What this task involves:
Collect each line of the records containing the string "with".

Provided data START

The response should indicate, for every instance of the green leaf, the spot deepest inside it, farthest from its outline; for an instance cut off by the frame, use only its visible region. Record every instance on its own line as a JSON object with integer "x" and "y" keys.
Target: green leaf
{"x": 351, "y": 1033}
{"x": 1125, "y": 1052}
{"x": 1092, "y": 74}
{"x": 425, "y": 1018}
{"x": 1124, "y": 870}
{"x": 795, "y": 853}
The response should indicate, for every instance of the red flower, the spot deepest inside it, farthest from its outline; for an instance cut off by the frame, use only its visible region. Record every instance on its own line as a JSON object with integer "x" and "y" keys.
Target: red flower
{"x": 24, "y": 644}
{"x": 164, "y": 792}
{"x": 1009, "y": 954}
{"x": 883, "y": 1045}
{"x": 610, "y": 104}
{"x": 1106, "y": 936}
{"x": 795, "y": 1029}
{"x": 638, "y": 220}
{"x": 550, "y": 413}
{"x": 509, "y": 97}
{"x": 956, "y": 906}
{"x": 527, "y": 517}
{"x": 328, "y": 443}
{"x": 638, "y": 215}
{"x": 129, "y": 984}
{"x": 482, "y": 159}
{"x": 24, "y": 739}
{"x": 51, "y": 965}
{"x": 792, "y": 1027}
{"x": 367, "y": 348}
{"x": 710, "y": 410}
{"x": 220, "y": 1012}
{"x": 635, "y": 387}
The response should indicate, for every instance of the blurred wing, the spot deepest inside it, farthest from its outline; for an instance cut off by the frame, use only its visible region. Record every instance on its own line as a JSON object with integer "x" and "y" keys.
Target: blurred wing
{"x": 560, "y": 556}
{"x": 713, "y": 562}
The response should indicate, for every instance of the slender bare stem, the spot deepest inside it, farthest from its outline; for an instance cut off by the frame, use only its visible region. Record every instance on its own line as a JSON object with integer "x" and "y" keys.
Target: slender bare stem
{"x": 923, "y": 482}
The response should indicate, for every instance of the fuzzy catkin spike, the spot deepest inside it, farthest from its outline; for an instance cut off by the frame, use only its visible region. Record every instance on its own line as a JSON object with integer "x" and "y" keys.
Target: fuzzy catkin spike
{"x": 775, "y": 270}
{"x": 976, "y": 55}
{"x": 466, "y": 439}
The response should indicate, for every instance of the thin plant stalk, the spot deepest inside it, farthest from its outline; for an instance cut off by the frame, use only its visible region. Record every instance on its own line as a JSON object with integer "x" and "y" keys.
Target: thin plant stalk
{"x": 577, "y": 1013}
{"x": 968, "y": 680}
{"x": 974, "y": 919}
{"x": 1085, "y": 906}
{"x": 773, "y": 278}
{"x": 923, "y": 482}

Provided data END

Exercise output:
The response should indicate, for every instance of the green leaf, the spot deepest inside it, farthest from its outline; for an instance cut off by the frame, use only its visible region. Record every instance on its own line as a JSON object with integer "x" and "y" keys.
The response should indicate, for every instance of the red flower, the spot deepest inside it, farthest from its outline; for an instance cut off by the frame, use only its visible region. Record every instance on its own line as a JSON object with integer "x" and "y" keys.
The response should indicate, for every instance of the blurred wing, the spot deepest inside it, farthest from its outline; for an instance cut off by the frame, use only its visible region. Record every instance on its own line as a JSON object with integer "x" and "y" keys.
The response should indicate, for every instance of the slender bare stem, the spot deepest inside it, farthest from its outline; for an instance cut off by the frame, use only its visible region. Record every instance on its own line as a JSON object with integer "x" and "y" keys.
The response should indicate, for every instance of the fuzzy catkin spike, the spot deepest inside it, farthest from its outline; for an instance cut off by the frame, use only its visible region. Record every instance on its own line as a JSON object with integer "x" and "y" keys.
The response should indicate, for every instance of the thin plant stalk, the spot deepest inside it, farthest from its outline; for an instance cut off by the frame, use only its visible region. Record every instance on its own line as a JSON object with integer "x" and "y" keys.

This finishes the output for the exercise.